[Opening MATERIAL FOR THIS EXERCISE section]

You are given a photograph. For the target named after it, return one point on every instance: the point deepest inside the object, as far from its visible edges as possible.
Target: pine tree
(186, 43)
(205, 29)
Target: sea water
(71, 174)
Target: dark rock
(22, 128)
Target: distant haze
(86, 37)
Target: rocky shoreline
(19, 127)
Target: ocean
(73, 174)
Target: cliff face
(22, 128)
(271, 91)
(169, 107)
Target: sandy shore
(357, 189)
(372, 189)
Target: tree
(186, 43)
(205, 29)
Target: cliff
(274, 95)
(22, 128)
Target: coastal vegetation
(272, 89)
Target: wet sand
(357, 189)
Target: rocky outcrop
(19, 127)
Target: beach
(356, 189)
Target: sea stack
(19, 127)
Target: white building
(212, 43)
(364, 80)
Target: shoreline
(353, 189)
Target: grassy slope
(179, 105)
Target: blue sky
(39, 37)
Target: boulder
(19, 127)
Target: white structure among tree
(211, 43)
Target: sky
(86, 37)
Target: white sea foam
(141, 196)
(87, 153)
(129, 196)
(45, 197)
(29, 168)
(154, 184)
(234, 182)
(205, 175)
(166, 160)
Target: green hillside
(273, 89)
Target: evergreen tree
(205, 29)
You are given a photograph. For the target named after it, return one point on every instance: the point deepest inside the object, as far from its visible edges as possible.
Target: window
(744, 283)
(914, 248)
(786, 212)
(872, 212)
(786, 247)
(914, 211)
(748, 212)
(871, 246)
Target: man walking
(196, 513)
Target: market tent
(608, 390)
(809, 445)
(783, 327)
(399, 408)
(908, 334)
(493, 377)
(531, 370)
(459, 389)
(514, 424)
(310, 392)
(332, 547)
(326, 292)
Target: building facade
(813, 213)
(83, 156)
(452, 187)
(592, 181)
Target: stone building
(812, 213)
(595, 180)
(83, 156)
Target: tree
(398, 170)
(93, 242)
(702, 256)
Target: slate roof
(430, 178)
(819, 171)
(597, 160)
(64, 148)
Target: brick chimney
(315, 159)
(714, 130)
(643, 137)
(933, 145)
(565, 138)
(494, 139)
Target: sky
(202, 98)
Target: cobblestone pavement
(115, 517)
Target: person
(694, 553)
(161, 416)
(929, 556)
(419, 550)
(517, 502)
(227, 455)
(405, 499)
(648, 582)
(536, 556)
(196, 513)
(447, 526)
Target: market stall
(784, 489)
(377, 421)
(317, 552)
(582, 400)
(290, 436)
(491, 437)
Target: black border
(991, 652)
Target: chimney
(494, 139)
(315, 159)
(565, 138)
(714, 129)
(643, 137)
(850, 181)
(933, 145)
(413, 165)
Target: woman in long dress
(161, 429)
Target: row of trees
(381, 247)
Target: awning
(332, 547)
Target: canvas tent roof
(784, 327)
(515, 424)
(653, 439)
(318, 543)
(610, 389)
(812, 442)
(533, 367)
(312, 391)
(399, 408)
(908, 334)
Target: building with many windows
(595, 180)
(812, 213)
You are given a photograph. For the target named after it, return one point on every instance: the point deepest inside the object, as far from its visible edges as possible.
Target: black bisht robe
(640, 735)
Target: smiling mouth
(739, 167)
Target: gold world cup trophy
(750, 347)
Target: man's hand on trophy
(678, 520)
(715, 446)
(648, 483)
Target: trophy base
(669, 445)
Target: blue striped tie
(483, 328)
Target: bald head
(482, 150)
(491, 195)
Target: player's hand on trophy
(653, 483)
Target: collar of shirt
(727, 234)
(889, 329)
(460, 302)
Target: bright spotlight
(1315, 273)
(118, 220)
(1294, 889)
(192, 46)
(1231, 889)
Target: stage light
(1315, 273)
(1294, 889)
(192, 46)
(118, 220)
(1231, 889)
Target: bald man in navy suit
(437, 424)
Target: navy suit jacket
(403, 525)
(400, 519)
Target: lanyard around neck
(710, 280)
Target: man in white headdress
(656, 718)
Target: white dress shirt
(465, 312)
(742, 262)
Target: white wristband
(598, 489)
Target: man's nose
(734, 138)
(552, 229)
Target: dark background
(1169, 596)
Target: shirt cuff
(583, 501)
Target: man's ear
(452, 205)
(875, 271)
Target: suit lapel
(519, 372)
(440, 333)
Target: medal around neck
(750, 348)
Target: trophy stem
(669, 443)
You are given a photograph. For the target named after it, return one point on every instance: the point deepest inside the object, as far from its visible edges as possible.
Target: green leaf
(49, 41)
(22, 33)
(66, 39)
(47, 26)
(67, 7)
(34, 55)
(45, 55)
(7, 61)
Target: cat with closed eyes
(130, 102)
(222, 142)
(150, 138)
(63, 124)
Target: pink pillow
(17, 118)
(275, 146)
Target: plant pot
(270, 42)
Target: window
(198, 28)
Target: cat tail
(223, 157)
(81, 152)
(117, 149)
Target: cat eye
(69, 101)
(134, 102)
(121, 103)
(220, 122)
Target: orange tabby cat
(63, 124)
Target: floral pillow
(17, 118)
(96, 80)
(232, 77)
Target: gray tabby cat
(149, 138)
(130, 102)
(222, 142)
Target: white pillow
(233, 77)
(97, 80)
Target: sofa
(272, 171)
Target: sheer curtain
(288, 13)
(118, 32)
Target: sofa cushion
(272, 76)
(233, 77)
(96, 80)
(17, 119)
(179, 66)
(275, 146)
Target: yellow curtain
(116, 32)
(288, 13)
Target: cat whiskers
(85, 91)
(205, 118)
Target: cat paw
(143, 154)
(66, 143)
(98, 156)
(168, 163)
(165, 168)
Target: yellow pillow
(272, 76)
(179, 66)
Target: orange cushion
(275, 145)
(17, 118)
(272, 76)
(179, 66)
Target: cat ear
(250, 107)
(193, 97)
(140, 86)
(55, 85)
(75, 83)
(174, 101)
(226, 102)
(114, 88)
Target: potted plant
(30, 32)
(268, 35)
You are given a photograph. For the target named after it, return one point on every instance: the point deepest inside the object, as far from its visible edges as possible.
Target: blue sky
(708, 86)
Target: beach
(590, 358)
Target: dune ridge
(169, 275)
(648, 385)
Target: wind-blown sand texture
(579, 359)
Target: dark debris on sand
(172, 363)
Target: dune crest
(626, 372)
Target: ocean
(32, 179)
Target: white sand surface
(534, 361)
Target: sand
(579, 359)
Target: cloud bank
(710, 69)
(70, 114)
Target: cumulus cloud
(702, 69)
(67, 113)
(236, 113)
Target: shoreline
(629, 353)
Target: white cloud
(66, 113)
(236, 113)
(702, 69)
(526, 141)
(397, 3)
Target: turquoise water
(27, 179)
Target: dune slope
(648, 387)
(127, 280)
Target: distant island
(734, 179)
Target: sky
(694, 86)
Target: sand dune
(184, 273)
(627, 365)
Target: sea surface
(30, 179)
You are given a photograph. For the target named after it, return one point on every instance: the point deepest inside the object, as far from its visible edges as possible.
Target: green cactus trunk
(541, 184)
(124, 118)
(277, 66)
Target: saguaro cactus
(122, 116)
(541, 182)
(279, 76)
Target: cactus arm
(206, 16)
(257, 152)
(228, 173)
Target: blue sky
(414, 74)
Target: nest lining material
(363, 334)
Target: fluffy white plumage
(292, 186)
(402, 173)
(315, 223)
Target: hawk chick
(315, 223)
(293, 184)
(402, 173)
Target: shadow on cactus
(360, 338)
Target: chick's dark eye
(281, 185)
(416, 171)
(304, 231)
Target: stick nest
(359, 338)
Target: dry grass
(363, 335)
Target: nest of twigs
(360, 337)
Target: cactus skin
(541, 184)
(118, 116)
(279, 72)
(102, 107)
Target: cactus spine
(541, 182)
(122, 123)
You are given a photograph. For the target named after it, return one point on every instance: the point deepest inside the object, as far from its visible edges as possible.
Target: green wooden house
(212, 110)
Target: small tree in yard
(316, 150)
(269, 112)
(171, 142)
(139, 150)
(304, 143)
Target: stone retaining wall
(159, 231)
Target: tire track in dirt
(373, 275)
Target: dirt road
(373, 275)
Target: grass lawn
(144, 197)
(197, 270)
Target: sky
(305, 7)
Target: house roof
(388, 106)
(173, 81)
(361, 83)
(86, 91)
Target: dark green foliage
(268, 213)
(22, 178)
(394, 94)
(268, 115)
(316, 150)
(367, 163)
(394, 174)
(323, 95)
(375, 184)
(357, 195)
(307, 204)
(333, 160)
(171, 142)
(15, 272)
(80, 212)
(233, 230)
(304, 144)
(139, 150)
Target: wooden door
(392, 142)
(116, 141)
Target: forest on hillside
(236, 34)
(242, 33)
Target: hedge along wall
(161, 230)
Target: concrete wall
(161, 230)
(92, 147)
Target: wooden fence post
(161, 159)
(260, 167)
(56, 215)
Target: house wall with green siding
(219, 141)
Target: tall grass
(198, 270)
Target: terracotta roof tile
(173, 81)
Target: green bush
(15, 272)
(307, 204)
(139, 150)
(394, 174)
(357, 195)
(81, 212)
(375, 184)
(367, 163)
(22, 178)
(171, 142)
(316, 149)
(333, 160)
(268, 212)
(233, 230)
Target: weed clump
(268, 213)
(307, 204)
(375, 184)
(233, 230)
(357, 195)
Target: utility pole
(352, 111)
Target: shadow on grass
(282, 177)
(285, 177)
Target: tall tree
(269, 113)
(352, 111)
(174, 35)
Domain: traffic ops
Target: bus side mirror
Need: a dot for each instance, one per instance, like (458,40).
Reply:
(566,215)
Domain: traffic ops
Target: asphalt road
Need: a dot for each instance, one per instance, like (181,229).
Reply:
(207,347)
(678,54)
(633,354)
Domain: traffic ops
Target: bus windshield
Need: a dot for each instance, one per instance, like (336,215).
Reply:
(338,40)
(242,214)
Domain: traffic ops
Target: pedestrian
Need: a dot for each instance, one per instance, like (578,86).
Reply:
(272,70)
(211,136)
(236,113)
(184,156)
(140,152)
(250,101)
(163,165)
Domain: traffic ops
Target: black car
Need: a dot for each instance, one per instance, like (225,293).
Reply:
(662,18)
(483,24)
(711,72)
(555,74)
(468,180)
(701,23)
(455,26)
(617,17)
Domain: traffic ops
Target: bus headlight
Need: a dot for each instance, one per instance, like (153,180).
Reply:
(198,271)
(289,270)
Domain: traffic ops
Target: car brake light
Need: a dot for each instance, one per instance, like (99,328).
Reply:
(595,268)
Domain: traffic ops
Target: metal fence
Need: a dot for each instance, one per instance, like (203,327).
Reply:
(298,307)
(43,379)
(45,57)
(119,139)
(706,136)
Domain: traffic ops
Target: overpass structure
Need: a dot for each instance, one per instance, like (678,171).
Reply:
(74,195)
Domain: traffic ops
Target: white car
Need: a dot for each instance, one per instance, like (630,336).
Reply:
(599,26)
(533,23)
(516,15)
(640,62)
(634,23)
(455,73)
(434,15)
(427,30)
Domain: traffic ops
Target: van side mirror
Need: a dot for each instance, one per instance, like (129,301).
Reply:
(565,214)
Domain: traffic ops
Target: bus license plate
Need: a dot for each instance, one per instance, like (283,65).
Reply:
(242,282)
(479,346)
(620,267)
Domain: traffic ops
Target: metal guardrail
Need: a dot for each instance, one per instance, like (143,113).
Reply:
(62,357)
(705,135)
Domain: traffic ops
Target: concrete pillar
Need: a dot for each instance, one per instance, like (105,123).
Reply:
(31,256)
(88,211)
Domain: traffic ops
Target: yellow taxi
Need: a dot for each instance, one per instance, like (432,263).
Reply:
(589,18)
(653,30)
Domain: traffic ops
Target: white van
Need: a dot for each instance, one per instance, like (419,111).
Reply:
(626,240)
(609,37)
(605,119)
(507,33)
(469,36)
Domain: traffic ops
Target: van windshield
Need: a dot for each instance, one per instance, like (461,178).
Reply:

[Closing MATERIAL FOR THIS EXERCISE section]

=== TASK ITEM ===
What lines above contain "mirror"? Copy them out.

=== SOLUTION FOR THIS TASK ===
Target: bus side mirror
Target: van side mirror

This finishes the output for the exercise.